| Exercise brief |
Return each line of the records that contains the word "wooden", treating uppercase and lowercase as different.

--- start of Stored data ---

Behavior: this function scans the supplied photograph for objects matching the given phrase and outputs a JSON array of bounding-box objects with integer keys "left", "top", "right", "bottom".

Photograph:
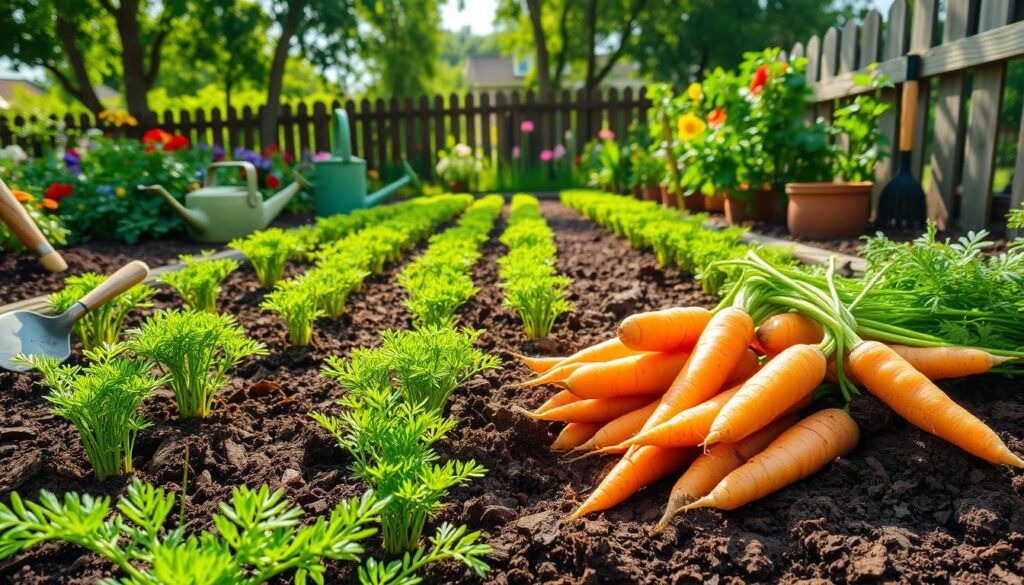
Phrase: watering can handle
[
  {"left": 334, "top": 108, "right": 352, "bottom": 163},
  {"left": 203, "top": 161, "right": 263, "bottom": 207}
]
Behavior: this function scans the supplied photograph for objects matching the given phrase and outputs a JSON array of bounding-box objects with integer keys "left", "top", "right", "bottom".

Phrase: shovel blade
[{"left": 0, "top": 310, "right": 71, "bottom": 372}]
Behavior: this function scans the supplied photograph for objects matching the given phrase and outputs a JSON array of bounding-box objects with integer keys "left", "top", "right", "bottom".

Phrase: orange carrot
[
  {"left": 703, "top": 343, "right": 825, "bottom": 447},
  {"left": 682, "top": 409, "right": 860, "bottom": 510},
  {"left": 516, "top": 396, "right": 654, "bottom": 422},
  {"left": 534, "top": 390, "right": 580, "bottom": 414},
  {"left": 850, "top": 341, "right": 1024, "bottom": 467},
  {"left": 519, "top": 363, "right": 587, "bottom": 388},
  {"left": 557, "top": 352, "right": 689, "bottom": 399},
  {"left": 618, "top": 383, "right": 743, "bottom": 447},
  {"left": 725, "top": 347, "right": 761, "bottom": 386},
  {"left": 513, "top": 353, "right": 565, "bottom": 374},
  {"left": 825, "top": 345, "right": 1013, "bottom": 386},
  {"left": 567, "top": 447, "right": 696, "bottom": 520},
  {"left": 617, "top": 306, "right": 711, "bottom": 351},
  {"left": 573, "top": 400, "right": 657, "bottom": 453},
  {"left": 757, "top": 312, "right": 824, "bottom": 356},
  {"left": 651, "top": 414, "right": 800, "bottom": 533},
  {"left": 644, "top": 307, "right": 754, "bottom": 429},
  {"left": 551, "top": 422, "right": 601, "bottom": 451}
]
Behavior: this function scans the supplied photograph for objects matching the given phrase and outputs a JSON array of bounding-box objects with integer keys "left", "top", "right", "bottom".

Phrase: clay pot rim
[{"left": 785, "top": 180, "right": 874, "bottom": 196}]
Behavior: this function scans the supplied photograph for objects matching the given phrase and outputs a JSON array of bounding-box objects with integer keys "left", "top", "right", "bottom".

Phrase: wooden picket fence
[
  {"left": 785, "top": 0, "right": 1024, "bottom": 229},
  {"left": 0, "top": 88, "right": 650, "bottom": 177}
]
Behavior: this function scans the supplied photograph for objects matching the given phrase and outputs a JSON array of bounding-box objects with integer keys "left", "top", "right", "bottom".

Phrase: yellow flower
[
  {"left": 686, "top": 82, "right": 703, "bottom": 101},
  {"left": 676, "top": 112, "right": 707, "bottom": 142}
]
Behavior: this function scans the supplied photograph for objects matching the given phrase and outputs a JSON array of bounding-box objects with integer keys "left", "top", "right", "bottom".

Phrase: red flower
[
  {"left": 142, "top": 128, "right": 174, "bottom": 144},
  {"left": 44, "top": 182, "right": 75, "bottom": 201},
  {"left": 708, "top": 108, "right": 725, "bottom": 128},
  {"left": 164, "top": 134, "right": 188, "bottom": 152},
  {"left": 751, "top": 65, "right": 769, "bottom": 95}
]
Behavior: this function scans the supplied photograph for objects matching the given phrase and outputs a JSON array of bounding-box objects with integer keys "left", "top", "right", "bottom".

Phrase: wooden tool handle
[
  {"left": 0, "top": 179, "right": 68, "bottom": 273},
  {"left": 78, "top": 260, "right": 150, "bottom": 310},
  {"left": 899, "top": 80, "right": 918, "bottom": 153}
]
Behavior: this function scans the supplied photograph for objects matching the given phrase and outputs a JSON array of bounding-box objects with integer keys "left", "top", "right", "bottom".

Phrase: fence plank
[
  {"left": 959, "top": 0, "right": 1013, "bottom": 229},
  {"left": 910, "top": 0, "right": 937, "bottom": 180},
  {"left": 928, "top": 0, "right": 973, "bottom": 219}
]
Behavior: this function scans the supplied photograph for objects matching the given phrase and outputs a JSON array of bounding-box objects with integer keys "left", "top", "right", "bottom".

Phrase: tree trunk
[
  {"left": 526, "top": 0, "right": 551, "bottom": 95},
  {"left": 259, "top": 0, "right": 304, "bottom": 149},
  {"left": 114, "top": 0, "right": 158, "bottom": 130}
]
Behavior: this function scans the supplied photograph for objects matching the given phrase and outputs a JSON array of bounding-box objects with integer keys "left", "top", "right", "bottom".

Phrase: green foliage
[
  {"left": 49, "top": 273, "right": 157, "bottom": 349},
  {"left": 227, "top": 227, "right": 305, "bottom": 288},
  {"left": 128, "top": 310, "right": 266, "bottom": 418},
  {"left": 398, "top": 195, "right": 505, "bottom": 327},
  {"left": 498, "top": 195, "right": 572, "bottom": 339},
  {"left": 160, "top": 251, "right": 239, "bottom": 312},
  {"left": 260, "top": 280, "right": 325, "bottom": 345},
  {"left": 561, "top": 191, "right": 791, "bottom": 292},
  {"left": 324, "top": 327, "right": 501, "bottom": 412},
  {"left": 12, "top": 344, "right": 165, "bottom": 477},
  {"left": 310, "top": 388, "right": 490, "bottom": 576},
  {"left": 0, "top": 479, "right": 385, "bottom": 585}
]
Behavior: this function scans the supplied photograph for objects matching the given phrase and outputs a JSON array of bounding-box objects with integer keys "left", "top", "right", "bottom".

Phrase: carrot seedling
[
  {"left": 128, "top": 310, "right": 266, "bottom": 418},
  {"left": 0, "top": 479, "right": 385, "bottom": 585},
  {"left": 49, "top": 273, "right": 156, "bottom": 349},
  {"left": 227, "top": 227, "right": 305, "bottom": 289},
  {"left": 14, "top": 344, "right": 164, "bottom": 477},
  {"left": 260, "top": 280, "right": 324, "bottom": 345},
  {"left": 160, "top": 252, "right": 239, "bottom": 312}
]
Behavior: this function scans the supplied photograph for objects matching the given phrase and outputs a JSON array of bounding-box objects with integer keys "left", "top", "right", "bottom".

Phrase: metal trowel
[{"left": 0, "top": 260, "right": 150, "bottom": 372}]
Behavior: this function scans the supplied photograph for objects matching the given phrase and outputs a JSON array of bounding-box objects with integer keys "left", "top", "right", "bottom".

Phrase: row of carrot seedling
[
  {"left": 561, "top": 190, "right": 791, "bottom": 292},
  {"left": 499, "top": 195, "right": 572, "bottom": 339},
  {"left": 0, "top": 197, "right": 500, "bottom": 584}
]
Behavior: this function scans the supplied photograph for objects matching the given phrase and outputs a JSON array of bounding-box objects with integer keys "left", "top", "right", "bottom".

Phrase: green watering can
[
  {"left": 313, "top": 108, "right": 419, "bottom": 217},
  {"left": 138, "top": 161, "right": 312, "bottom": 243}
]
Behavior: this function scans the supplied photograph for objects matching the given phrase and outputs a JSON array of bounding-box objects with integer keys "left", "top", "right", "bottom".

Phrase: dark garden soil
[{"left": 0, "top": 202, "right": 1024, "bottom": 584}]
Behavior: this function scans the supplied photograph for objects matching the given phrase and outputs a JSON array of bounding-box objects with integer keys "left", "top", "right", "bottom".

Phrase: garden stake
[
  {"left": 0, "top": 179, "right": 68, "bottom": 273},
  {"left": 876, "top": 55, "right": 928, "bottom": 228},
  {"left": 0, "top": 260, "right": 150, "bottom": 372}
]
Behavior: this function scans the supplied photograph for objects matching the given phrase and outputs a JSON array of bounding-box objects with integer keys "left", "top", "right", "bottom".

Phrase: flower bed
[{"left": 0, "top": 202, "right": 1024, "bottom": 583}]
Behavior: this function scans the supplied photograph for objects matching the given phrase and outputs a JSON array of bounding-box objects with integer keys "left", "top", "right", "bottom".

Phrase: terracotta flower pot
[
  {"left": 785, "top": 181, "right": 873, "bottom": 239},
  {"left": 683, "top": 193, "right": 708, "bottom": 213},
  {"left": 703, "top": 192, "right": 725, "bottom": 213},
  {"left": 643, "top": 184, "right": 662, "bottom": 203},
  {"left": 658, "top": 184, "right": 679, "bottom": 209}
]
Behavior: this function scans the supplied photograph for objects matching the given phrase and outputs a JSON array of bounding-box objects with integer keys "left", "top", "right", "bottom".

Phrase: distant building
[{"left": 465, "top": 53, "right": 646, "bottom": 93}]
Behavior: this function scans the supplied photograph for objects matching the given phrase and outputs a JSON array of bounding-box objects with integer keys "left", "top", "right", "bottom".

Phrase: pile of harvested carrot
[{"left": 522, "top": 252, "right": 1024, "bottom": 531}]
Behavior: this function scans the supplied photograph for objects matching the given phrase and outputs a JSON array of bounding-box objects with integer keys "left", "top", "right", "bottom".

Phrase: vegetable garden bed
[{"left": 0, "top": 202, "right": 1024, "bottom": 584}]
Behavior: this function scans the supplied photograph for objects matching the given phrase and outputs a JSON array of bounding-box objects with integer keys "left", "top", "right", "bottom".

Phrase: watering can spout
[
  {"left": 367, "top": 157, "right": 420, "bottom": 207},
  {"left": 138, "top": 184, "right": 210, "bottom": 234},
  {"left": 263, "top": 171, "right": 312, "bottom": 227}
]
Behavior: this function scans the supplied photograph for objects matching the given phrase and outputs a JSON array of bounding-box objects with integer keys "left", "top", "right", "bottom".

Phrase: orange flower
[{"left": 708, "top": 108, "right": 725, "bottom": 128}]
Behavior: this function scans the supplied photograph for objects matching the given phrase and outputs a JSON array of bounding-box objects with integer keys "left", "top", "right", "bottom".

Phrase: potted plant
[
  {"left": 435, "top": 143, "right": 483, "bottom": 193},
  {"left": 785, "top": 69, "right": 893, "bottom": 239}
]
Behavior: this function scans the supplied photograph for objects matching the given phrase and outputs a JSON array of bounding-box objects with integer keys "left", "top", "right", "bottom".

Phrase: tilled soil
[{"left": 0, "top": 202, "right": 1024, "bottom": 584}]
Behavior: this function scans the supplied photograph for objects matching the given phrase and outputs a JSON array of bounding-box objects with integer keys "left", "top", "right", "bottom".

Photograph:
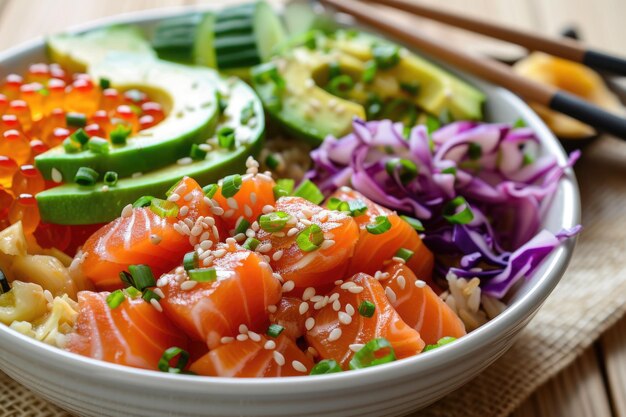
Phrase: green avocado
[
  {"left": 35, "top": 54, "right": 218, "bottom": 182},
  {"left": 252, "top": 30, "right": 485, "bottom": 145},
  {"left": 36, "top": 75, "right": 265, "bottom": 224}
]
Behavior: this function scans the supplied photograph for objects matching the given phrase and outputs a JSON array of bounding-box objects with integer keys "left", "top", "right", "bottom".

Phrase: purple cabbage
[{"left": 307, "top": 119, "right": 580, "bottom": 298}]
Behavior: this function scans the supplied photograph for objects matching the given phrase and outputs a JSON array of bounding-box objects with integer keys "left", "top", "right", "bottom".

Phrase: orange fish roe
[{"left": 0, "top": 63, "right": 165, "bottom": 252}]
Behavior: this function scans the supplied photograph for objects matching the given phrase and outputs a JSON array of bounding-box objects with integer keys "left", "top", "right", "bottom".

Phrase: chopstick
[
  {"left": 320, "top": 0, "right": 626, "bottom": 139},
  {"left": 358, "top": 0, "right": 626, "bottom": 75}
]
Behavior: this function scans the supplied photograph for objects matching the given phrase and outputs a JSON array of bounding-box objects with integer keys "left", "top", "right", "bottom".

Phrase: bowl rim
[{"left": 0, "top": 5, "right": 581, "bottom": 395}]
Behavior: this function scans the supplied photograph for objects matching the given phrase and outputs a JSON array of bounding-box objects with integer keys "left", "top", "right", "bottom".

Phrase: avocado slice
[
  {"left": 35, "top": 53, "right": 218, "bottom": 182},
  {"left": 36, "top": 73, "right": 265, "bottom": 224},
  {"left": 253, "top": 30, "right": 485, "bottom": 145}
]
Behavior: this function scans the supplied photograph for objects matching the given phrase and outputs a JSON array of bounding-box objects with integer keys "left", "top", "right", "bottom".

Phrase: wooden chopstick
[
  {"left": 320, "top": 0, "right": 626, "bottom": 139},
  {"left": 365, "top": 0, "right": 626, "bottom": 75}
]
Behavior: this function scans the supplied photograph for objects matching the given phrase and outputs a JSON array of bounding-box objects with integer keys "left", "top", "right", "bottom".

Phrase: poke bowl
[{"left": 0, "top": 3, "right": 580, "bottom": 416}]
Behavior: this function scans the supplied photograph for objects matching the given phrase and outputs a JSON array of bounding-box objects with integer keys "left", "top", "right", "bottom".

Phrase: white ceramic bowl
[{"left": 0, "top": 9, "right": 580, "bottom": 417}]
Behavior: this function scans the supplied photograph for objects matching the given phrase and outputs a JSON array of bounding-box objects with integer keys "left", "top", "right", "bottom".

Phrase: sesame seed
[
  {"left": 396, "top": 275, "right": 406, "bottom": 290},
  {"left": 348, "top": 285, "right": 364, "bottom": 294},
  {"left": 291, "top": 361, "right": 307, "bottom": 372},
  {"left": 122, "top": 204, "right": 133, "bottom": 217},
  {"left": 273, "top": 351, "right": 285, "bottom": 366},
  {"left": 302, "top": 287, "right": 315, "bottom": 301},
  {"left": 150, "top": 298, "right": 163, "bottom": 313},
  {"left": 283, "top": 281, "right": 296, "bottom": 292},
  {"left": 298, "top": 301, "right": 309, "bottom": 316},
  {"left": 350, "top": 343, "right": 365, "bottom": 352},
  {"left": 328, "top": 328, "right": 341, "bottom": 342},
  {"left": 50, "top": 168, "right": 63, "bottom": 184},
  {"left": 180, "top": 280, "right": 198, "bottom": 291},
  {"left": 337, "top": 311, "right": 352, "bottom": 324},
  {"left": 304, "top": 317, "right": 315, "bottom": 330}
]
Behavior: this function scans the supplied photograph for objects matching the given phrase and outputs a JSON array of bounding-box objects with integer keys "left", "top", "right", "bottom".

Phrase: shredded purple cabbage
[{"left": 307, "top": 119, "right": 581, "bottom": 298}]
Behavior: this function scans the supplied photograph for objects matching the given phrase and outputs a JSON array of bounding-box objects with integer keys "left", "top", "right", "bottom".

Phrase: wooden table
[{"left": 0, "top": 0, "right": 626, "bottom": 417}]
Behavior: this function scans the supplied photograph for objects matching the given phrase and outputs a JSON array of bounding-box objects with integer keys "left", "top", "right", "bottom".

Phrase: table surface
[{"left": 0, "top": 0, "right": 626, "bottom": 417}]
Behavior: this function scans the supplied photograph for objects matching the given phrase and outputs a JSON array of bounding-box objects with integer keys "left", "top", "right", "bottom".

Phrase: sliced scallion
[
  {"left": 443, "top": 196, "right": 474, "bottom": 224},
  {"left": 350, "top": 337, "right": 396, "bottom": 369},
  {"left": 296, "top": 224, "right": 324, "bottom": 252},
  {"left": 107, "top": 290, "right": 126, "bottom": 309},
  {"left": 365, "top": 216, "right": 391, "bottom": 235},
  {"left": 158, "top": 346, "right": 189, "bottom": 374},
  {"left": 293, "top": 180, "right": 324, "bottom": 204},
  {"left": 150, "top": 198, "right": 179, "bottom": 217},
  {"left": 267, "top": 324, "right": 285, "bottom": 338},
  {"left": 128, "top": 264, "right": 156, "bottom": 291},
  {"left": 310, "top": 359, "right": 342, "bottom": 375},
  {"left": 187, "top": 268, "right": 217, "bottom": 282},
  {"left": 74, "top": 167, "right": 99, "bottom": 186}
]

--- end of Stored data ---

| Response to the task |
Phrase: wooden picket fence
Phrase: wooden tool handle
Phrase: wooden chopstick
Phrase: wooden table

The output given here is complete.